Line by line, copy out the entries exactly and leave the pictures behind.

===== EXCERPTED RECORDS =====

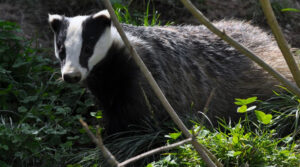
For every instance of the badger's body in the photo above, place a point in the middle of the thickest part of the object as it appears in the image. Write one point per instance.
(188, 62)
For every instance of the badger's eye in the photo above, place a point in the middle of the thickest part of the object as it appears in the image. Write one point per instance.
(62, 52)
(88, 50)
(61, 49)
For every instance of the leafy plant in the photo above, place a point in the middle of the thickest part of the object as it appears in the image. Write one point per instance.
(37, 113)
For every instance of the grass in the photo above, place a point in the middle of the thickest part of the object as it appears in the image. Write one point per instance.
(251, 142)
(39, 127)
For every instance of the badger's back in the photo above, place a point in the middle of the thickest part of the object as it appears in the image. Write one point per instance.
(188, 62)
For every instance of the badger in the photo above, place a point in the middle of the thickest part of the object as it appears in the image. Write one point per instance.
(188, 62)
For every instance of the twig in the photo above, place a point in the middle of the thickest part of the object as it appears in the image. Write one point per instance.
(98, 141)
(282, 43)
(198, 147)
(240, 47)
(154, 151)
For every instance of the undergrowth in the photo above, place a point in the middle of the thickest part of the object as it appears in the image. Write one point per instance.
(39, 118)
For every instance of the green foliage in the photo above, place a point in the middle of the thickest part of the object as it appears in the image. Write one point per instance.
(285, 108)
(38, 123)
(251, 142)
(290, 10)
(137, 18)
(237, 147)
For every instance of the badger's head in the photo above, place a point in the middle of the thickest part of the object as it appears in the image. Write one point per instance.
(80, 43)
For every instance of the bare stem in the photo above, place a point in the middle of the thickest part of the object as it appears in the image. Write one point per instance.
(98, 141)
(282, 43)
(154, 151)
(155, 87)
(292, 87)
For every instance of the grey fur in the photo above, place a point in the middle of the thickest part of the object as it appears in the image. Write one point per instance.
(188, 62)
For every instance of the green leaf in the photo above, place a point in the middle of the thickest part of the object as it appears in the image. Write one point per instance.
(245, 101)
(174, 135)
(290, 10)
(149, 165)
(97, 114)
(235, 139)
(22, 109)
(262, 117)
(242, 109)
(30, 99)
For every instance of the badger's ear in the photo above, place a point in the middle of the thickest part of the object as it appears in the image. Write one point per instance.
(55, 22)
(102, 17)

=====

SOLUTION TO THIS PROBLEM =>
For every instance of the badger's body in the photo above, place a point in the middle of the thickest part of the object as it appears in the image. Write one point per instance.
(188, 62)
For every instance of the badger's eye in the photo above, place a point in the middle of the thickest part of the object as it appears in the image. Write one point per instance.
(62, 52)
(88, 50)
(61, 49)
For every instance of the leafy plant in the photo above, place a point in the middle of the thickest part of the object as it appears in the image. Write one point per instance.
(37, 113)
For every instance of the grass in the photo above, place a point in the middle of the thickest part of the object as it appears in the image. Write one point per instance.
(251, 142)
(39, 127)
For every instance of the badger's back in the photo above, place a point in the middle of the thickest part of the object as it appears in the image. Write one point per instance.
(188, 62)
For every instance of the badger in the photo above, place a point in the middle of the thickest part of the object as it appears in the image. Write one point per instance.
(188, 62)
For every instance of the twig in the photo above, place a point in the middle of the thickest part of the object as it appears in the image. Write one point per instance.
(98, 141)
(282, 43)
(198, 147)
(240, 47)
(154, 151)
For every instance of the undergrowth in the photo above, place a point in the middle of the thickest part of the object as it appears in the image. Write one point per instance.
(39, 118)
For every instance of the green foliage in the photo above, place a point in the middle of the thickest part of the object as it appears in the image. Write one point per instance.
(285, 108)
(38, 123)
(251, 142)
(290, 10)
(137, 18)
(237, 147)
For every instance of the badger's head in the photo above, place a point in the middle of the thickest part of the object as it appears in the image. Write one point per instance.
(80, 43)
For every instance of the bare stem in the photo above, place a point in the middle of the thickest part of the object as it appears in the image. Write one point per instance.
(98, 141)
(282, 43)
(154, 151)
(155, 87)
(292, 87)
For every instance of the grey fur in the photo above, place a point in the middle of the thickest part of the object as it appears in the image. Write one point per instance.
(188, 62)
For every instance of the green leaf in the photo above, place a point in the middle of the thickest part of the object as it appears in the image. Write one point per instance.
(245, 101)
(174, 135)
(290, 10)
(149, 165)
(97, 114)
(235, 139)
(22, 109)
(262, 117)
(242, 109)
(30, 99)
For every instance of the badger's ear in the photo above, place a point in the middle of the thickest part of the object as it appears in the image. Write one point per instance.
(55, 22)
(102, 17)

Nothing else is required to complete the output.